Nothing in the records may be left out or altered; reproduce them all exactly.

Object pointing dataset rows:

☆ ☆ ☆

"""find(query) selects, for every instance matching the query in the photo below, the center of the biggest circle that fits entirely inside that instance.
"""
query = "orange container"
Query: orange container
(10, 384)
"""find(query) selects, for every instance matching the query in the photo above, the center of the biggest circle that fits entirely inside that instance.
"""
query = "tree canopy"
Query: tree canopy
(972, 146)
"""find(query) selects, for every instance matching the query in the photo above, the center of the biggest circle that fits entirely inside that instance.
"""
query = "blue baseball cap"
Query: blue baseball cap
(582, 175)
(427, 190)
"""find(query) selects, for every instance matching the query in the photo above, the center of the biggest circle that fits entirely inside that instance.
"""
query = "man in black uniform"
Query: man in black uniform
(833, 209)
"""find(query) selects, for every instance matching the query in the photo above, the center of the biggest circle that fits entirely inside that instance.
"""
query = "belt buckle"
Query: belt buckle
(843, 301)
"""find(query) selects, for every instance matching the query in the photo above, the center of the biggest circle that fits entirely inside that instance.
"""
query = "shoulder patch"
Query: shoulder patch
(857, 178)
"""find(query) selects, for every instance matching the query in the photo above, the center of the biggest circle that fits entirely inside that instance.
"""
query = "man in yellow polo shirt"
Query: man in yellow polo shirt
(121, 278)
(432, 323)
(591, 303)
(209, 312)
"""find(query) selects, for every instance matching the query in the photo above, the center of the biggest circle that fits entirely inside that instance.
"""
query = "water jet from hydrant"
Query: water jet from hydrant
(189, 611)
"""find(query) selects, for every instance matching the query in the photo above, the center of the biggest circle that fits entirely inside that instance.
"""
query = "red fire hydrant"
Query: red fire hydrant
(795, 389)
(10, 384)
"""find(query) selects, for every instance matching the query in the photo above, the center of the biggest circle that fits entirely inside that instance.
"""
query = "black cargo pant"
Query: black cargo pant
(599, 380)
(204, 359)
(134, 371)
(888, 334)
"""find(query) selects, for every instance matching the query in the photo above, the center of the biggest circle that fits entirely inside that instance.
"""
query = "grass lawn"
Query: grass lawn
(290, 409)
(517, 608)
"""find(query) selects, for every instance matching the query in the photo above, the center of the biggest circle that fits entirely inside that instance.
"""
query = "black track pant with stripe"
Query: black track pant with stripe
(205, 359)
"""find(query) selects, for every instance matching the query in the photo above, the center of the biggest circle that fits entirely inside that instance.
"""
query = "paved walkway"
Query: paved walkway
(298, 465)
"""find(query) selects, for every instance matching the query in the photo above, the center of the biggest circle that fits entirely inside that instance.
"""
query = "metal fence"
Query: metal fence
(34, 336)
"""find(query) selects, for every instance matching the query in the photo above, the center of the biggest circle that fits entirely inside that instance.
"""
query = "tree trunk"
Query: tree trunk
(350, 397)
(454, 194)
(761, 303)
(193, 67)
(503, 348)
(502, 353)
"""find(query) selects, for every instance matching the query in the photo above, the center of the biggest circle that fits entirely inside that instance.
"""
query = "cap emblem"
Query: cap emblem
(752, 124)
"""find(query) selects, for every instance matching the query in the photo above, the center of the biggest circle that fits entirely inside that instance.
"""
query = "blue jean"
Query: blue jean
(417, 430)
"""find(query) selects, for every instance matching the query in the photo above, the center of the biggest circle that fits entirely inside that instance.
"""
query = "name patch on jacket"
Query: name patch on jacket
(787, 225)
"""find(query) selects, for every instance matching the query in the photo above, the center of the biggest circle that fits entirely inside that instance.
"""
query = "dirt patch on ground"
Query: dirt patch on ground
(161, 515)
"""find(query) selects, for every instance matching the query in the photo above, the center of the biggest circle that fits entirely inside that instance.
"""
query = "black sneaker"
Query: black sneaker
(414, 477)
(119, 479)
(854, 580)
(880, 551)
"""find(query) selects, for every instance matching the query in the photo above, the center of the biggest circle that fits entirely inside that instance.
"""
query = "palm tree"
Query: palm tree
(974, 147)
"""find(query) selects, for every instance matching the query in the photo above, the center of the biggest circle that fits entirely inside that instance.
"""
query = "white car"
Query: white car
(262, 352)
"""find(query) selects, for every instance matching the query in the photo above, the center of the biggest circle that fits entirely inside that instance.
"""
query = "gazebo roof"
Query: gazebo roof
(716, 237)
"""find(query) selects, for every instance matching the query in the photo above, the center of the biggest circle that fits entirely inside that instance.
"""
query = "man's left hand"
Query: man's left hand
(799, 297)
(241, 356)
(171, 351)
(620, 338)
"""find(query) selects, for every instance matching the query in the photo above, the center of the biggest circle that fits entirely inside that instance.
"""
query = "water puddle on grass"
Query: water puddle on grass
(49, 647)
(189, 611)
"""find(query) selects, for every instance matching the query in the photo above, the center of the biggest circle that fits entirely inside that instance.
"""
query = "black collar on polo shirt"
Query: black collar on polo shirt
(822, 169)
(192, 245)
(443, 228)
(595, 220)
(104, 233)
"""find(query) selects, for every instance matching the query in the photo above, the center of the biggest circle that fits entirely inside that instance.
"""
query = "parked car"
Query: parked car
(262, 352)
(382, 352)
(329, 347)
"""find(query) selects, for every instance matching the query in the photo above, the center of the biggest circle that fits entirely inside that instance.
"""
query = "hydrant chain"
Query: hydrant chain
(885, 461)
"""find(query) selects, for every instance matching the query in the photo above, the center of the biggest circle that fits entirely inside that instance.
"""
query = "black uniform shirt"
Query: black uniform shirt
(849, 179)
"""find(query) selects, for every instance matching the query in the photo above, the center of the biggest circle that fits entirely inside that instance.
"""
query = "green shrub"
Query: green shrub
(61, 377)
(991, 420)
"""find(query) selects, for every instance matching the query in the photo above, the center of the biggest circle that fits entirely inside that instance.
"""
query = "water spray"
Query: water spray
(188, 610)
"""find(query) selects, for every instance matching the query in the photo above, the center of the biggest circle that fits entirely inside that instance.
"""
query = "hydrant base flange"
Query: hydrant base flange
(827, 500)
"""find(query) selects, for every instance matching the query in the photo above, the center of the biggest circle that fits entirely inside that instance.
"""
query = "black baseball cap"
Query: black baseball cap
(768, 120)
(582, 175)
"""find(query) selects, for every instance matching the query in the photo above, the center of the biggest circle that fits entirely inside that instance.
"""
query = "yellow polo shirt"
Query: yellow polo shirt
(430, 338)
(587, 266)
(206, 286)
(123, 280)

☆ ☆ ☆

### Worked solution
"""find(query) selects, for every instance matching the query in the photo below, the center of the biggest circle that fits entirely inside that instance.
"""
query = "orange container"
Query: orange container
(10, 384)
"""find(query) selects, for every instance matching the query in the photo above, the center of the biggest circle that fits entirely inside that instance.
"""
query = "tree canopy"
Query: tree canopy
(972, 146)
"""find(query) selects, for every instance matching the query in the photo above, the center of the biggest circle that fits entirely inside that instance.
"""
query = "blue baseball cap"
Query: blue baseball cap
(582, 175)
(427, 190)
"""find(query) selects, for every instance matching the query in the photo above, the center of the biggest circle that fits entirely inside that instance.
"""
query = "man in black uniform"
Query: man in black uniform
(833, 209)
"""find(query) selects, for every instance matching the query in the photo above, the center of the biggest circle that fits entirely inside that instance.
"""
query = "belt buckle"
Query: belt buckle
(843, 301)
"""find(query) selects, for every instance matching the query in the photo above, the center of the biggest circle that fits entirely inside that instance.
"""
query = "shoulder patch"
Query: shoulder patch
(857, 178)
"""find(query) selects, for every instance matching the query in the photo above, the center of the biggest circle that fits entirely inside that instance.
"""
query = "man in yellow polo shirt"
Query: man in yellow polo shirt
(121, 278)
(432, 323)
(591, 303)
(209, 312)
"""find(query) selects, for every instance matching the query in the photo above, the center of the biggest circle that fits entirely inside that instance.
"""
query = "water jet from hydrant"
Query: water jet from hydrant
(189, 611)
"""find(query) selects, for every instance matching the query in the photo above, the center of the biggest circle that fits entirely inside that instance.
"""
query = "red fire hydrant"
Query: red fire hydrant
(795, 389)
(10, 384)
"""find(query) selects, for every instance matching the query in the photo above, the center of the biggest circle that fits entirely inside that instance.
"""
query = "black cargo pant"
Query: black cargo pant
(599, 380)
(204, 359)
(134, 371)
(888, 334)
"""find(query) selects, for every instance matching the query in the photo above, the center of the biggest circle that fits entirely inside that instance.
"""
query = "grass lawn"
Query: grass lawn
(290, 409)
(517, 608)
"""find(query) selects, for every instance matching the query in the photo above, the center of the biggest circle that fits entirely inside that instance.
"""
query = "black track pant with stripe"
Query: black track pant with stripe
(205, 359)
"""find(query) selects, for every instance matching the query in the photo above, the center of the biggest circle that fits entirely inside that instance.
"""
query = "paved walkway"
Query: paved walkway
(298, 465)
"""find(query) selects, for every instance matching the query in the photo above, the center of the biggest circle that fits entirely inside that instance.
"""
query = "metal fence"
Query: metal fence
(34, 336)
"""find(query) selects, for every instance matching the query in the photo above, the center of the biggest circle that fits entirely inside that instance.
"""
query = "tree trunk"
Query: tree trunk
(350, 397)
(454, 194)
(761, 303)
(193, 67)
(503, 348)
(502, 353)
"""find(query) selects, for every instance matching the query in the photo above, the center of the biggest circle that fits entirely inside that instance.
"""
query = "cap emblem"
Query: cap emblem
(752, 124)
"""find(query) selects, for every instance matching the query in the photo above, the center of the biggest circle that fits entirely inside that instance.
"""
query = "blue jean"
Query: blue jean
(417, 430)
"""find(query) selects, for every instance matching the query in the photo above, the center of the biggest circle that fits entirely inside that instance.
"""
query = "name patch on jacket"
Query: name patch on jacket
(787, 225)
"""find(query) selects, for every instance matching the query in the photo above, the center of the biggest circle that fits entirely inside that instance.
"""
query = "dirt patch on ground"
Query: dirt patch on ground
(161, 515)
"""find(query) selects, for every instance matching the query in the photo above, the center of the biggest circle that fits entirely inside that instance.
"""
query = "black sneaker"
Query: black sneaker
(414, 477)
(119, 479)
(854, 580)
(880, 551)
"""find(query) selects, for every instance matching the query in the photo above, the center of the biggest circle that fits entirely inside that instance.
"""
query = "palm tree"
Query: palm tree
(974, 147)
"""find(query) selects, for every instance matching the query in the photo above, the center of the biggest circle that fits entirely inside that instance.
"""
query = "white car"
Query: white car
(262, 352)
"""find(query) selects, for every instance matching the query in the photo above, the center of the biggest circle that fits entirely inside that instance.
"""
query = "gazebo roof"
Query: gazebo roof
(716, 237)
"""find(query) selects, for every instance matching the query in the photo above, the center of the biggest circle that fits entirely inside that instance.
"""
query = "man's left hand"
Query: man's left hand
(799, 297)
(241, 356)
(171, 351)
(620, 338)
"""find(query) selects, for every instance matching the query in the photo above, the center of the biggest circle that fits entirely inside that instance.
"""
query = "water puddle on grass"
Query: water puddle on grass
(49, 647)
(189, 611)
"""find(query) selects, for every instance matching the query in the photo above, the center of the biggest circle that fits entirely inside that instance.
"""
query = "black collar on polo shirt"
Query: black collar on polo shirt
(822, 169)
(192, 245)
(443, 228)
(595, 220)
(104, 233)
"""find(query) selects, for every instance matching the query in the photo above, the center of the biggest circle that fits entirely inside that instance.
"""
query = "parked car"
Query: parked car
(262, 352)
(382, 352)
(329, 347)
"""find(query) selects, for every instance matching the query in the photo above, the center of the biggest circle that fits entirely inside that instance.
"""
query = "hydrant chain"
Query: hydrant chain
(885, 461)
"""find(query) selects, for every instance matching the query in the photo above, the center of the biggest circle that fits entirely inside that instance.
"""
query = "black uniform shirt"
Query: black uniform shirt
(849, 179)
"""find(query) selects, for every instance matching the query in the photo above, the center of the biggest circle that fits entirely inside that instance.
"""
query = "green shrub"
Query: green shrub
(61, 377)
(991, 420)
"""find(query) selects, for every instance matching the query in the photo above, the center of the biggest circle that fits entirely inside that instance.
"""
query = "water spray"
Query: water spray
(188, 610)
"""find(query) selects, for every instance matching the query in the photo above, the center of the biggest circle that fits entirely inside that instance.
"""
query = "hydrant base flange"
Query: hydrant base flange
(827, 500)
"""find(query) selects, for every instance matching the query in the photo above, the center of the biggest circle that fits entirely inside that instance.
"""
query = "black baseball cap"
Query: black baseball cap
(768, 120)
(582, 175)
"""find(query) selects, for every instance matching the query in the photo above, the center of the biggest circle that fits entirely inside that instance.
"""
query = "yellow polo shirt"
Query: yellow polo shirt
(430, 338)
(587, 266)
(206, 286)
(123, 280)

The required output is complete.